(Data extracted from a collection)
▬▬▬▬▬▬▬▬▬▬

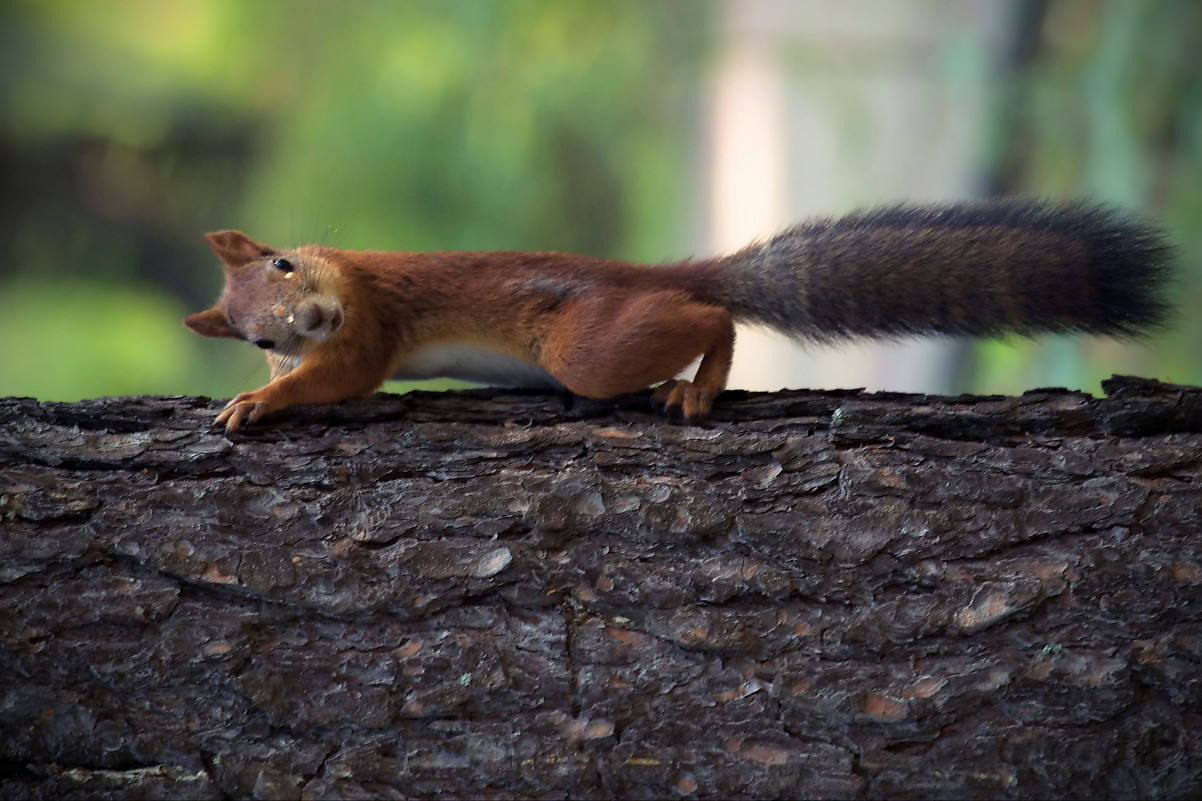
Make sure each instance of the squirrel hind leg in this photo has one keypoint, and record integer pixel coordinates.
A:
(607, 350)
(691, 401)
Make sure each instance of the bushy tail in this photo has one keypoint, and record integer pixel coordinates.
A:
(988, 268)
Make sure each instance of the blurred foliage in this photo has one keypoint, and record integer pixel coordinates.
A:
(1104, 100)
(129, 128)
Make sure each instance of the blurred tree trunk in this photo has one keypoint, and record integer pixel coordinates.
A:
(819, 594)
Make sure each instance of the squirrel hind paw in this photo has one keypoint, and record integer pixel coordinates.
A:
(683, 399)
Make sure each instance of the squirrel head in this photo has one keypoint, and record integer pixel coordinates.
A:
(285, 302)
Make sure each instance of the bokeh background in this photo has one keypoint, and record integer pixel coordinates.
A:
(635, 129)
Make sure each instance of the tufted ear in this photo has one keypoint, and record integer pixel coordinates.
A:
(212, 322)
(236, 249)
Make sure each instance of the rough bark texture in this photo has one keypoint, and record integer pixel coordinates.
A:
(481, 594)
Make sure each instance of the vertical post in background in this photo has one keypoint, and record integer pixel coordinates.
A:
(821, 107)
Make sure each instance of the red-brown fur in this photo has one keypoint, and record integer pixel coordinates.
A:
(338, 322)
(597, 327)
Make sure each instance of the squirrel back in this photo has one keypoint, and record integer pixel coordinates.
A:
(988, 268)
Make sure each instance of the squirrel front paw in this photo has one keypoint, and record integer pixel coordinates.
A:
(684, 399)
(247, 408)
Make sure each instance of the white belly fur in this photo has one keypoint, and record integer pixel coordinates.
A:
(475, 365)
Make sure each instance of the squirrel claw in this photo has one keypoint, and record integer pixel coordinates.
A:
(242, 409)
(683, 401)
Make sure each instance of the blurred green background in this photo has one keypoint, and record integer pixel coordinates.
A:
(129, 129)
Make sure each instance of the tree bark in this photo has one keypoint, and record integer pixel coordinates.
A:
(485, 594)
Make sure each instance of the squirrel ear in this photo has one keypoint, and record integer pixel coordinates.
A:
(236, 249)
(212, 322)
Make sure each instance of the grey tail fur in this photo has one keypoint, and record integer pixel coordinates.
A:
(989, 268)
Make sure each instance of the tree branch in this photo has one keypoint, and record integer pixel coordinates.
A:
(482, 594)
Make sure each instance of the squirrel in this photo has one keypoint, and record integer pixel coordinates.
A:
(335, 324)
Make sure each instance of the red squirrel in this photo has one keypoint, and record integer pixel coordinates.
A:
(337, 322)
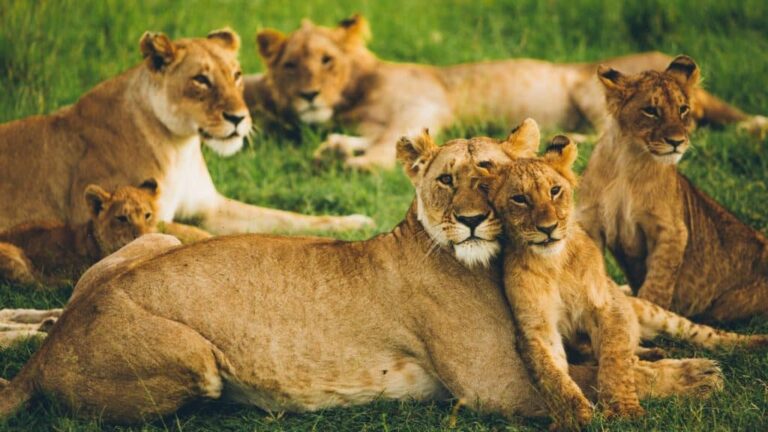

▬▬▬▬▬▬▬▬▬▬

What needs to be done: The lines above must be transcribed exactly, with every picture left out.

Result:
Make sure each instance of the squirrel hind leg in this photo has one keypoint, and record integer pixel coordinates.
A:
(607, 350)
(691, 401)
Make sure each instance of the bushy tail in this photo has one keypoint, and record integer pixel coordinates.
A:
(988, 268)
Make sure each instance of the blurred foliage in this photo has one keypoint, and record integer pixel coordinates.
A:
(1104, 100)
(129, 128)
Make sure each instance of the blurred tree trunk in this photo has one keypoint, and record integer pixel coordinates.
A:
(819, 594)
Make sure each instance of the squirrel hind paw in this photo has one keypoint, and record integer pixel coordinates.
A:
(683, 399)
Make sure each instance of the squirrel head in this photo has one keypoint, and record integer pixel coordinates.
A:
(285, 302)
Make sure each instance of the bokeh background in this photo has one keypoint, and record integer pixel coordinates.
A:
(635, 129)
Make sure each instance of the tufted ear in this photo has one keypoint, and record integer pixel coordinates.
A:
(212, 322)
(236, 249)
Make sure each instance of the rough bark texture in this photo has one keypoint, and record integer pixel coordinates.
A:
(481, 594)
Make sure each instance of the vertical post in background in this photo has one keypoint, and record integer pixel coordinates.
A:
(821, 107)
Make sure each instance of the red-brown fur in this photo has one keypoint, and record integer pixel coordinates.
A:
(338, 322)
(597, 327)
Make sure each instance of the squirrel back in this photo has one keypoint, and record integer pixel coordinates.
A:
(988, 268)
Make sure each instance of the squirrel front paw in this photo has one keypoint, and record integer pixel coordinates.
A:
(684, 399)
(247, 408)
Make sure each instance of the white belly fur in this photo has one keypoint, and record integer pixel coordinates.
A:
(475, 365)
Make sure each instance of the squirrel claw in this photo has one keypoint, and record integer pixel coordinates.
A:
(242, 409)
(683, 401)
Make sure each instance of the blurred green background in this photo has one keypoint, and record integer pixel coordinates.
A:
(129, 129)
Make sure each instance of the tree bark in this photo has one keypoint, and record integer pixel coordinates.
A:
(485, 594)
Make sure each instance of the squirrel ear in this photo has one keypoint, and record integer pixel coordinates.
A:
(236, 249)
(212, 322)
Make sure each instance of the grey tail fur in this photo has one keypoint, and record integer pixel coordinates.
A:
(989, 268)
Make sure each instance of the tree branch in this photo has one keypoint, and record integer pixel coordinates.
A:
(482, 594)
Make sure each instance of the squirrel in this photo has one keypoint, and record integer pixel coordinates.
A:
(335, 324)
Make sure each instance of the red squirrel in this photo has one keypoint, and record integer pixel coordinates.
A:
(337, 322)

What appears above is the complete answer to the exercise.